> What the task asks
Reproduce every record below exactly as written, but leave out any pictures.

> Data records

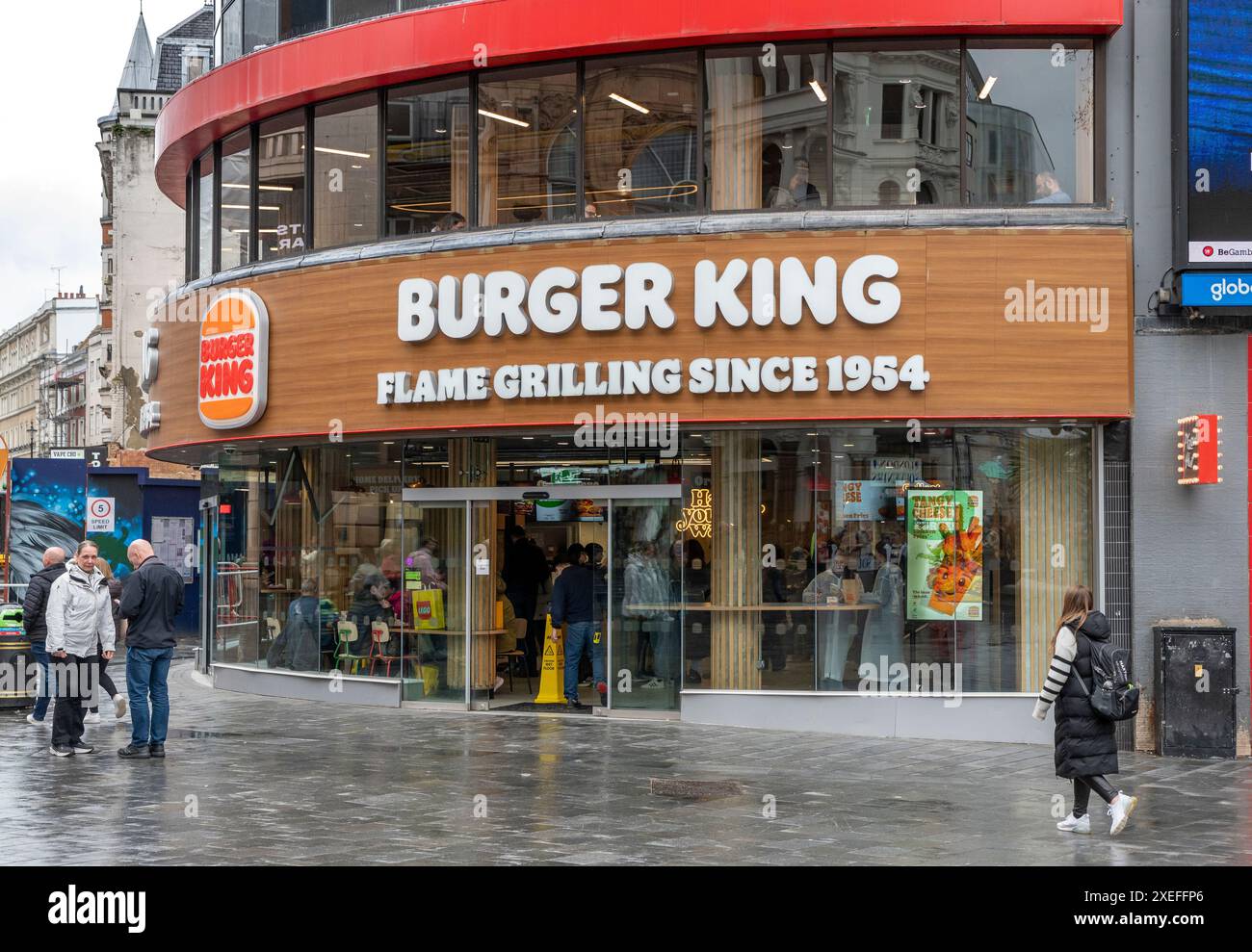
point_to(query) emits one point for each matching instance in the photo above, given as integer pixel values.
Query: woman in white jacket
(79, 618)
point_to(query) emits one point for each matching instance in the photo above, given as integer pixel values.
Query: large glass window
(237, 200)
(897, 126)
(297, 17)
(204, 216)
(280, 188)
(639, 128)
(345, 12)
(527, 145)
(429, 133)
(885, 563)
(1030, 119)
(767, 142)
(346, 171)
(261, 24)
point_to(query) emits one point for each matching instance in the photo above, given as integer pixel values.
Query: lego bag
(429, 608)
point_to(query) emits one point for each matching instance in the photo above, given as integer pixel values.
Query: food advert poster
(865, 500)
(946, 554)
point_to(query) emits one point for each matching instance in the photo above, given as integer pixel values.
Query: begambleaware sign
(234, 360)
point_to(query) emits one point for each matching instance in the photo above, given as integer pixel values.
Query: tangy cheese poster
(946, 555)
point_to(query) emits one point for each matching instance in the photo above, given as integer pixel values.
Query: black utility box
(1196, 692)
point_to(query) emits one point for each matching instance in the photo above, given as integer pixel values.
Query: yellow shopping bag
(429, 608)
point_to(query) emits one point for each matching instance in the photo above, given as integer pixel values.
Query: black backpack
(1113, 696)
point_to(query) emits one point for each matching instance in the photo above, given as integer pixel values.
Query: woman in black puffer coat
(1085, 743)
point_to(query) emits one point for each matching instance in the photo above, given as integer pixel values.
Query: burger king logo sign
(234, 360)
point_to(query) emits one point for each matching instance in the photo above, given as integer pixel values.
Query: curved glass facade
(780, 126)
(837, 558)
(249, 25)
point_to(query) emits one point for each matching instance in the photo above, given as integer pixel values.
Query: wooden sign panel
(988, 324)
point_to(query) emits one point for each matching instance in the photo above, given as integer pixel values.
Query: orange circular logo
(234, 360)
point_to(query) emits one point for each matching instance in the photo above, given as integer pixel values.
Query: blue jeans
(146, 672)
(577, 639)
(45, 681)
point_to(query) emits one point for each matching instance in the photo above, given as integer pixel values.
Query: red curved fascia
(445, 40)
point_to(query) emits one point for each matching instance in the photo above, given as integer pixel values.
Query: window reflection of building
(765, 129)
(784, 125)
(897, 128)
(236, 200)
(1030, 114)
(521, 116)
(346, 171)
(427, 155)
(280, 188)
(641, 136)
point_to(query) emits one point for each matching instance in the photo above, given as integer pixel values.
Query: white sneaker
(1121, 810)
(1076, 825)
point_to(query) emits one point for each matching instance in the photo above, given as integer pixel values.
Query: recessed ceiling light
(629, 103)
(504, 117)
(351, 154)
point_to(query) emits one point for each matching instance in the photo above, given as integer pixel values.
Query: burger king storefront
(827, 478)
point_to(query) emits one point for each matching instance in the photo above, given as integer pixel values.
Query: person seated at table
(371, 604)
(425, 559)
(303, 629)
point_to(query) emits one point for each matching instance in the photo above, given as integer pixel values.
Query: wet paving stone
(268, 781)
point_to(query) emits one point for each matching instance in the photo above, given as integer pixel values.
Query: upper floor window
(639, 128)
(527, 142)
(429, 130)
(775, 126)
(346, 171)
(237, 199)
(204, 217)
(765, 128)
(897, 125)
(1030, 112)
(280, 187)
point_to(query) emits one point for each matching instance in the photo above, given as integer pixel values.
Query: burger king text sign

> Expected answer
point_to(query) emits one point for each matching instance in the photo above, given as integer pixel values.
Query: woman in white jacket
(79, 618)
point_to(query) emits one point for each matching instance in the photo above, given as integer pixel values.
Query: large glass window
(237, 200)
(897, 126)
(297, 17)
(204, 216)
(280, 188)
(639, 128)
(345, 12)
(527, 145)
(429, 133)
(885, 563)
(1030, 119)
(767, 142)
(346, 171)
(261, 24)
point_to(query) emits one point for each matching instance in the photo above, given as integer pixel values.
Query: lego bag
(429, 608)
point_to(query) emits one point for each matching instance in the photo above, given as integer pixel values.
Query: food advert poster
(865, 500)
(946, 554)
point_to(query) emits one point for each matching instance in the photo above, given as integer pixel values.
Query: begambleaware sign
(234, 360)
point_to(query) emits one point for each matching instance in the photo above, given as integer pixel values.
Query: tangy cheese poster
(946, 555)
point_to(query) emits one point for each matching instance in the photo above, given as integer pixel values.
Query: black utility box
(1196, 692)
point_to(query) emits one point for each matching instance in the photo above, given as integer pixel values.
Query: yellow shopping bag
(429, 608)
point_to(query) emits one point for each matching instance in the photo above, given as integer pixel values.
Query: black backpack
(1113, 696)
point_to(query) emits one point for each matching instance in the photo above, given as integer pixel values.
Query: woman in black puffer coat
(1085, 743)
point_to(query) emits one point for each matching instance in the photo above, given as integer pixel values.
Query: burger king logo sign
(234, 360)
point_to(query) emits one point for each matching instance in the photo above, given as integer pixel values.
Query: curved glass facade
(780, 126)
(837, 558)
(249, 25)
point_to(query) emits one point for each matching instance in the photo above, given as integer pixel values.
Query: wooden sign panel
(988, 324)
point_to(query) emits one point for each matching instance in the photo above, given as integer pixel values.
Query: orange circular logo
(234, 360)
point_to(query) emits one point for each matching instance in the photo above, given as integer pixel values.
Query: blue jeans
(146, 672)
(577, 639)
(45, 681)
point_to(query) emits one point for each matching instance in the photo above, given as integer pixel values.
Query: red curved fascia
(445, 40)
point_to(query) emits one point for each matching instance in the photo above, given as integer pixel values.
Query: window reflection of building
(765, 129)
(784, 125)
(897, 128)
(236, 200)
(1030, 114)
(521, 116)
(346, 171)
(427, 155)
(280, 188)
(641, 136)
point_to(query) emits one point for each matching instance in the photo above, given as integer pixel values.
Query: white sneaker
(1121, 810)
(1076, 825)
point_to(query) emits one point for each matching instance in the photo above, given as integer pixel values.
Query: recessed ceiling light
(629, 103)
(504, 117)
(351, 154)
point_to(query) emits one point for each matching instance in the photo above, given as integer pixel values.
Query: burger king storefront
(827, 478)
point_to(query) emits one point for each matching instance in the photo above, given as integer pixel values.
Query: person seated at table
(371, 604)
(425, 559)
(303, 629)
point_to(query) emits one point for each matching instance in the photo above, given as integer pixel values.
Query: wet paving stone
(268, 781)
point_to(query) emits one point for each matching instance in the photo above, given as integer pixel values.
Query: upper floor window
(639, 128)
(527, 142)
(429, 130)
(775, 126)
(346, 171)
(237, 199)
(204, 217)
(765, 128)
(897, 125)
(1030, 112)
(280, 187)
point_to(query) emits one point for each matching instance in the photo above, given as integer pixel values.
Query: burger king text sign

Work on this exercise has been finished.